*AVAILABLE RECORDS*.
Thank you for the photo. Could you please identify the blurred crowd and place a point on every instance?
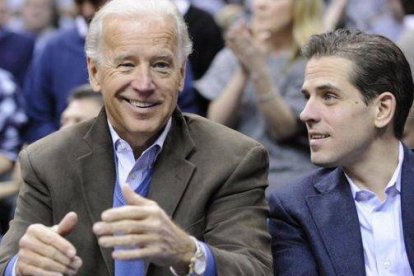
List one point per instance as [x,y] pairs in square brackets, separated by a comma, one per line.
[245,71]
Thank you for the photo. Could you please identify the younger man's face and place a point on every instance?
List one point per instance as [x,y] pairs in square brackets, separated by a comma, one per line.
[340,124]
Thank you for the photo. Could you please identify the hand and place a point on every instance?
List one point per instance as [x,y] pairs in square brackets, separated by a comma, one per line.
[240,40]
[142,230]
[44,251]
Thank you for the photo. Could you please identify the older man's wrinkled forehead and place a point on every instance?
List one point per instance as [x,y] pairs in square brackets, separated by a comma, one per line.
[166,34]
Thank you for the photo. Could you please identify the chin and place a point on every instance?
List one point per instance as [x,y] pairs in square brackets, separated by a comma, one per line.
[324,162]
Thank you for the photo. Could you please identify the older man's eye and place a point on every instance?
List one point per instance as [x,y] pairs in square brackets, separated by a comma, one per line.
[329,97]
[162,66]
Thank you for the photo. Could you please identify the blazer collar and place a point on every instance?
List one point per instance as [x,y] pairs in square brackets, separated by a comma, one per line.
[334,213]
[407,201]
[97,170]
[172,170]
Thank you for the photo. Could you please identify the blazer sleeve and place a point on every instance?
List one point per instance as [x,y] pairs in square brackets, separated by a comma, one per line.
[33,195]
[291,250]
[236,229]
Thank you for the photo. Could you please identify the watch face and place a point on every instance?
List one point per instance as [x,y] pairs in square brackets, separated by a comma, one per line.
[200,265]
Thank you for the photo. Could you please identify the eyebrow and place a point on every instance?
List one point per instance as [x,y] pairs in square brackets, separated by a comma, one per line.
[321,88]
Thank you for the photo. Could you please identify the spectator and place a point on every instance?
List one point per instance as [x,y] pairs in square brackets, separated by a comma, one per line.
[38,17]
[254,84]
[12,119]
[406,41]
[372,16]
[84,104]
[200,178]
[207,41]
[354,216]
[58,68]
[15,49]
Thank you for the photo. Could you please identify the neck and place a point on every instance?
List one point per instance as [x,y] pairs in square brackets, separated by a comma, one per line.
[375,167]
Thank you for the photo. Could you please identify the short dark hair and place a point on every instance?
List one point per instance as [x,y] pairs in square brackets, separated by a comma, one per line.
[379,66]
[85,92]
[408,6]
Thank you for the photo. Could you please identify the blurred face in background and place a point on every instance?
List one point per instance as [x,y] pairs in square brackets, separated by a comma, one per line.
[272,15]
[79,110]
[38,15]
[87,8]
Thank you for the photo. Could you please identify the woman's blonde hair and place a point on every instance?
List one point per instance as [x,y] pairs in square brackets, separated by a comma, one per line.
[307,19]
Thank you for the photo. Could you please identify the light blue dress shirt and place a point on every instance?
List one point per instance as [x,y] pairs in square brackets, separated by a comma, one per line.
[132,172]
[381,227]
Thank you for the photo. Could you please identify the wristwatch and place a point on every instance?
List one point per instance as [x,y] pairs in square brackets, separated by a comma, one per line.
[198,262]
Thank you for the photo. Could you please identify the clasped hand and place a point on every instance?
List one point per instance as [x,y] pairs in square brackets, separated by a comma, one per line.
[139,230]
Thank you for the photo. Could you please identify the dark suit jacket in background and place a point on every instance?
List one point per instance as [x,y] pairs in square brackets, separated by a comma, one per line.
[208,178]
[315,227]
[16,50]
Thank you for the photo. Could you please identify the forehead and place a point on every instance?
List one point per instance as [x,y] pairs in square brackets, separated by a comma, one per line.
[322,71]
[158,32]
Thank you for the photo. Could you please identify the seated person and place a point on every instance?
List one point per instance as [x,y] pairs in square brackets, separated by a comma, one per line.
[83,104]
[12,120]
[142,189]
[354,216]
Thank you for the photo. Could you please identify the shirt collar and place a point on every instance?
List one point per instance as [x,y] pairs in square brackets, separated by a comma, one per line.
[81,26]
[409,22]
[159,142]
[395,181]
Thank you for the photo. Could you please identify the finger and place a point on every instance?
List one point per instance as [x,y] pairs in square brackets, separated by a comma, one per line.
[128,241]
[67,224]
[33,244]
[49,237]
[28,269]
[125,227]
[138,253]
[76,264]
[129,212]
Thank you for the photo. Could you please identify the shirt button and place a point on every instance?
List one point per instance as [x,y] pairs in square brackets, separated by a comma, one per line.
[387,264]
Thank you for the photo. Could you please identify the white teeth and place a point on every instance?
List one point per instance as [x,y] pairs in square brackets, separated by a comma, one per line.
[141,104]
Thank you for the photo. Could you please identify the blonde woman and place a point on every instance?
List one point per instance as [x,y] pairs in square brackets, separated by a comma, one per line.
[254,84]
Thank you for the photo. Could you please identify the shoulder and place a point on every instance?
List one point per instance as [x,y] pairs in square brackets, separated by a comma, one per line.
[64,36]
[60,145]
[296,192]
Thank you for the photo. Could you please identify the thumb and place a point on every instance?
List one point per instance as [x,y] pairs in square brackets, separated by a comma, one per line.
[131,197]
[67,224]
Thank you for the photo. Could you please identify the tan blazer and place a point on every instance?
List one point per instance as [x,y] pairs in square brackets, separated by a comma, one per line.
[208,178]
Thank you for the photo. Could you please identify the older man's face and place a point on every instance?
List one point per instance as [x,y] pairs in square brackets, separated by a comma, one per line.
[139,76]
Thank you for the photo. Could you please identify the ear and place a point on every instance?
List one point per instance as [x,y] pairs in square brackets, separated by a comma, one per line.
[93,72]
[183,70]
[385,109]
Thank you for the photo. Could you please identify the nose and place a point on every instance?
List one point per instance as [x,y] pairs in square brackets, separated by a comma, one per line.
[143,81]
[310,112]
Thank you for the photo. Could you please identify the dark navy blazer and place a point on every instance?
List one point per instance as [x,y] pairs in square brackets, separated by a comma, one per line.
[315,227]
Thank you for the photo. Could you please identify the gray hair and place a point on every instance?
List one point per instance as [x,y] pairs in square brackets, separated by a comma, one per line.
[135,9]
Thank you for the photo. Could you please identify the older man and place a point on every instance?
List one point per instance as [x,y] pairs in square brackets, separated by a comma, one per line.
[142,189]
[354,217]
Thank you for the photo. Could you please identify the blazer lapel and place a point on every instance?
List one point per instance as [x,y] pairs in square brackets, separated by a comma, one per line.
[172,171]
[407,201]
[336,218]
[96,159]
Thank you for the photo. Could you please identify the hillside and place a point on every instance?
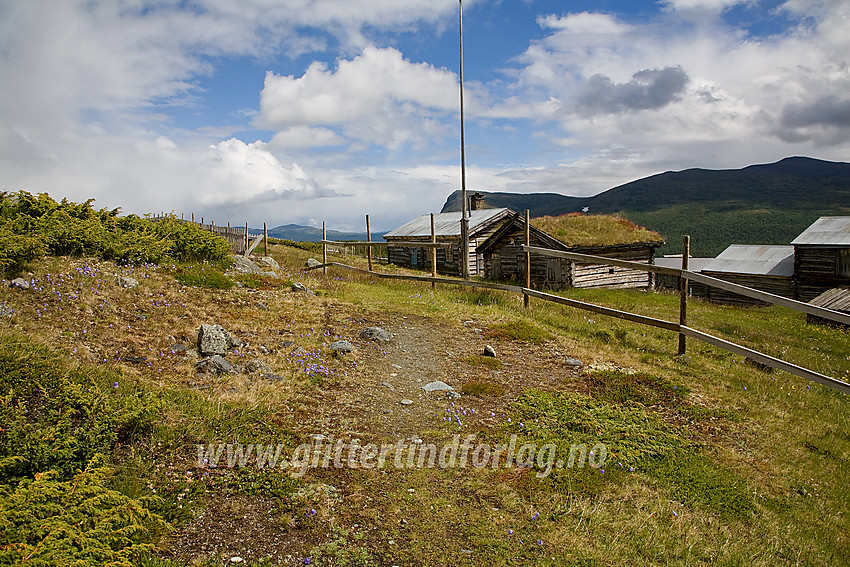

*WHAT NEEDS TO BE DONE*. Please pull out every line of the records above that contains the word "blonde" and copy each one. Case matters.

*CORRECT RESULT*.
Thank you for the photo. Could you please identify the woman's blonde hair and place a point on every instance?
Thank you for the photo. Could you please identify the blonde woman and place a point on every instance?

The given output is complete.